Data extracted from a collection
▼

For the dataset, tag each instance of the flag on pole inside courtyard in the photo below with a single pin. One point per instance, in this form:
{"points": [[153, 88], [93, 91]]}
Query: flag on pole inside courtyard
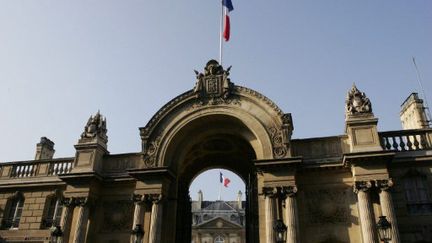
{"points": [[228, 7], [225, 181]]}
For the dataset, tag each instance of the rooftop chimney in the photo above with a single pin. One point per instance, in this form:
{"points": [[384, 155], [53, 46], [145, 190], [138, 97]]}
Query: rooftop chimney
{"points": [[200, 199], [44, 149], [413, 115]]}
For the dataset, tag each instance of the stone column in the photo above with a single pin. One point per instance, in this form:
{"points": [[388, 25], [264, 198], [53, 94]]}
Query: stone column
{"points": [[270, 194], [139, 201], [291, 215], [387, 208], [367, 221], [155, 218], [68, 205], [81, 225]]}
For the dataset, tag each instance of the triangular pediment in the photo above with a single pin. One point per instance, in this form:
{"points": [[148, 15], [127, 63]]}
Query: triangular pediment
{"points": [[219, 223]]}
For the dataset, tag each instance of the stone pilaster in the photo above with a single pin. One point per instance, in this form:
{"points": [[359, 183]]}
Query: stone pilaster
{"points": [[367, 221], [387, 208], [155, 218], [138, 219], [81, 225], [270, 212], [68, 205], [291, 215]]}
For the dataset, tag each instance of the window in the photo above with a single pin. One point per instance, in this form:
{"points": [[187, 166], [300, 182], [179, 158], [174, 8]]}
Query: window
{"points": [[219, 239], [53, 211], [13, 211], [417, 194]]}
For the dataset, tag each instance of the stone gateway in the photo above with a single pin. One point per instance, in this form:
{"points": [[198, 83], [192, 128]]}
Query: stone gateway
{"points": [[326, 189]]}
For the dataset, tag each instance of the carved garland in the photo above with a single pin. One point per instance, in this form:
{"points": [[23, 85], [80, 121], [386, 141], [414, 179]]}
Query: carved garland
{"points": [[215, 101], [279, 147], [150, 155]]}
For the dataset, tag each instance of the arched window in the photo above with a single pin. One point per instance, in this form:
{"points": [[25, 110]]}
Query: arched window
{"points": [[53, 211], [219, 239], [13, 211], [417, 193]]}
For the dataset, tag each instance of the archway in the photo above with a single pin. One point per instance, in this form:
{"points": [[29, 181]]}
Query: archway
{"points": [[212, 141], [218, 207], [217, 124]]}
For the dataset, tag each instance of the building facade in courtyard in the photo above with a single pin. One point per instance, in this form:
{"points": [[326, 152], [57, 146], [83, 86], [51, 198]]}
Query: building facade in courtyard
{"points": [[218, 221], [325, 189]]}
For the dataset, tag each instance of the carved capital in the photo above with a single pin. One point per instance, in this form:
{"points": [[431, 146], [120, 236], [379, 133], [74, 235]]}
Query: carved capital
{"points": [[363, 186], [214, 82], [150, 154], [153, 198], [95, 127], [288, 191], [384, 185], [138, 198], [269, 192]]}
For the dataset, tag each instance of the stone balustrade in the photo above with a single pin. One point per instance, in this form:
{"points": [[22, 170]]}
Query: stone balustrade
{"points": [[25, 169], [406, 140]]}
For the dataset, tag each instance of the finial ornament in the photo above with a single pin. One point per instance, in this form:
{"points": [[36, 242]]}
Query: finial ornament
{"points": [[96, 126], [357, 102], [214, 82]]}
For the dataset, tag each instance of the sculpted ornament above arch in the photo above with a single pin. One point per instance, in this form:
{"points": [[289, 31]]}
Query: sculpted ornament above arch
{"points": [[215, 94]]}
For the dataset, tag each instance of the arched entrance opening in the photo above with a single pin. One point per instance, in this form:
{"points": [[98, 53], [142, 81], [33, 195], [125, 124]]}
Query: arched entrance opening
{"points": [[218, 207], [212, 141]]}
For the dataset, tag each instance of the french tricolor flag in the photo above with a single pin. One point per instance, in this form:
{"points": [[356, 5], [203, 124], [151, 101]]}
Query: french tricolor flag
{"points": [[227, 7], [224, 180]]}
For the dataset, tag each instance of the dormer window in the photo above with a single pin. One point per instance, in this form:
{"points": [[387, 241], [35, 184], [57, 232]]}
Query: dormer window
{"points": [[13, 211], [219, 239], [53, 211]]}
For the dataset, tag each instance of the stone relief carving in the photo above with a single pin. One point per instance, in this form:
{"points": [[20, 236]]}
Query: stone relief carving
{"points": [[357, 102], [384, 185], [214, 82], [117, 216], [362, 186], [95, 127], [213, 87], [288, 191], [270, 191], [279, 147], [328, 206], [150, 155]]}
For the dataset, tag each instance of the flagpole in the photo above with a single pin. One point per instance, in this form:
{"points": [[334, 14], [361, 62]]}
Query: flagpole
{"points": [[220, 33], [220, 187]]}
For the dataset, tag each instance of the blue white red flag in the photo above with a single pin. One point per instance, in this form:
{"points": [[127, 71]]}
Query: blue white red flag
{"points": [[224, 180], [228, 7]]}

▲

_Action item_.
The answer must be the entries above, printed exactly, with no pictures.

_Answer to this task_.
For the dataset, tag each instance of the flag on pole inside courtyard in the photo below with a single pin. One point per instance, in this form:
{"points": [[153, 88], [93, 91]]}
Query: flag on pole inside courtyard
{"points": [[228, 7], [225, 181]]}
For the dataset, tag each instance of the rooftop chimney in the photo above with a single pin. One point per instance, in this form:
{"points": [[384, 155], [53, 46], [145, 190], [138, 97]]}
Query: rooftop chimney
{"points": [[200, 199], [44, 149], [413, 115]]}
For the dataset, tag each instance of the stone column in the photo above with a single pin. One point per instance, in this form:
{"points": [[388, 25], [264, 198], [53, 94]]}
Query: stone column
{"points": [[270, 194], [139, 201], [291, 215], [387, 208], [367, 221], [155, 218], [68, 205], [81, 225]]}
For the dataset, tag each instance of the triangular pediment in the photo above with a single pin. One point per instance, in this form:
{"points": [[148, 15], [127, 63]]}
Query: triangular pediment
{"points": [[219, 223]]}
For the dataset, tag each instance of the stone pilaster in the photo above with a single pin. One point per instance, in this form:
{"points": [[359, 183]]}
Query: stone pilaster
{"points": [[367, 221], [387, 208], [155, 218], [138, 219], [81, 225], [270, 212], [68, 205], [291, 215]]}
For the dataset, tag each instance of the window in the photo above with a single pin. One point per instance, in this form:
{"points": [[187, 166], [300, 182], [179, 158], [174, 8]]}
Query: window
{"points": [[219, 239], [53, 211], [13, 211], [417, 194]]}
For the dataset, tag each instance of the stone gateway in the photo above with a single pin. One point per instance, in this form:
{"points": [[198, 83], [192, 128]]}
Query: stone gateway
{"points": [[326, 189]]}
For the dataset, tag each instance of the carved garland in the photo above with a single pin. One point per instance, in this form:
{"points": [[23, 85], [80, 121], [386, 141], [414, 179]]}
Query: carved garland
{"points": [[215, 101], [279, 147], [150, 155]]}
For the dataset, tag each instance of the arched window in the photo above with a single pin. One point per instance, in this form:
{"points": [[25, 110]]}
Query: arched window
{"points": [[53, 211], [219, 239], [13, 211], [417, 193]]}
For the dataset, tag each instance of the archway in the photo above with a single pin. One point per instance, in this form:
{"points": [[29, 181]]}
Query: archway
{"points": [[212, 141], [218, 207], [217, 124]]}
For the dataset, tag each instance of the building facade in courtyard in the photo above with a single pin. One point per instance, in this form:
{"points": [[326, 152], [57, 146], [83, 86], [51, 198]]}
Query: building facade in courtyard
{"points": [[218, 221], [325, 189]]}
For the dataset, tag each instance of the carved capital in the photo above with a single pin. One point per instance, in this form:
{"points": [[431, 146], [120, 236], [379, 133], [74, 235]]}
Query: carved capital
{"points": [[363, 186], [214, 82], [150, 154], [153, 198], [95, 127], [288, 191], [384, 185], [138, 198], [269, 192]]}
For the dataset, tag each instance of the stone balustrade in the photo above with a single pin. One point per instance, in this form:
{"points": [[22, 170]]}
Query: stone balustrade
{"points": [[25, 169], [406, 140]]}
For the dataset, tag each instance of the finial ornament in the photo above with a single pin. One point per instance, in this form:
{"points": [[36, 242]]}
Query: finial ornament
{"points": [[96, 126], [357, 102], [214, 82]]}
For the dataset, tag each instance of the sculpted ornament above arch in the photo above with a single pin. One point per instance, in this form:
{"points": [[289, 31]]}
Query: sculpted ornament above arch
{"points": [[215, 94]]}
For the dataset, tag each instance of the arched entrance opening in the photo above with a single pin. One point per instance, in this form:
{"points": [[98, 53], [142, 81], [33, 195], [125, 124]]}
Query: arched entrance opening
{"points": [[218, 207], [212, 141]]}
For the dataset, tag each instance of the french tricolor flag in the photo above with a single pin. One point per instance, in this form:
{"points": [[356, 5], [203, 124], [151, 101]]}
Query: french tricolor flag
{"points": [[227, 7], [224, 180]]}
For the dataset, tag each instance of the dormer window in the photo above with a single pin. One point per instance, in this form:
{"points": [[387, 241], [35, 184], [57, 232]]}
Query: dormer window
{"points": [[13, 211], [219, 239], [53, 211]]}
For the dataset, tag each instance of the stone relief carving in the photo above with a single pin. One point per instance, in this form:
{"points": [[20, 236]]}
Query: stone relief carving
{"points": [[357, 102], [384, 185], [214, 82], [117, 216], [362, 186], [95, 127], [213, 87], [288, 191], [270, 191], [279, 147], [328, 206], [150, 155]]}
For the dataset, tag each instance of the flagpole in the photo above with a single pin. One point per instance, in this form:
{"points": [[334, 14], [361, 62]]}
Query: flagpole
{"points": [[220, 33], [220, 187]]}
For the dataset, tag each instance of the blue white red flag in the photo above with a single pin. One point per instance, in this form:
{"points": [[127, 71]]}
Query: blue white red flag
{"points": [[224, 180], [228, 7]]}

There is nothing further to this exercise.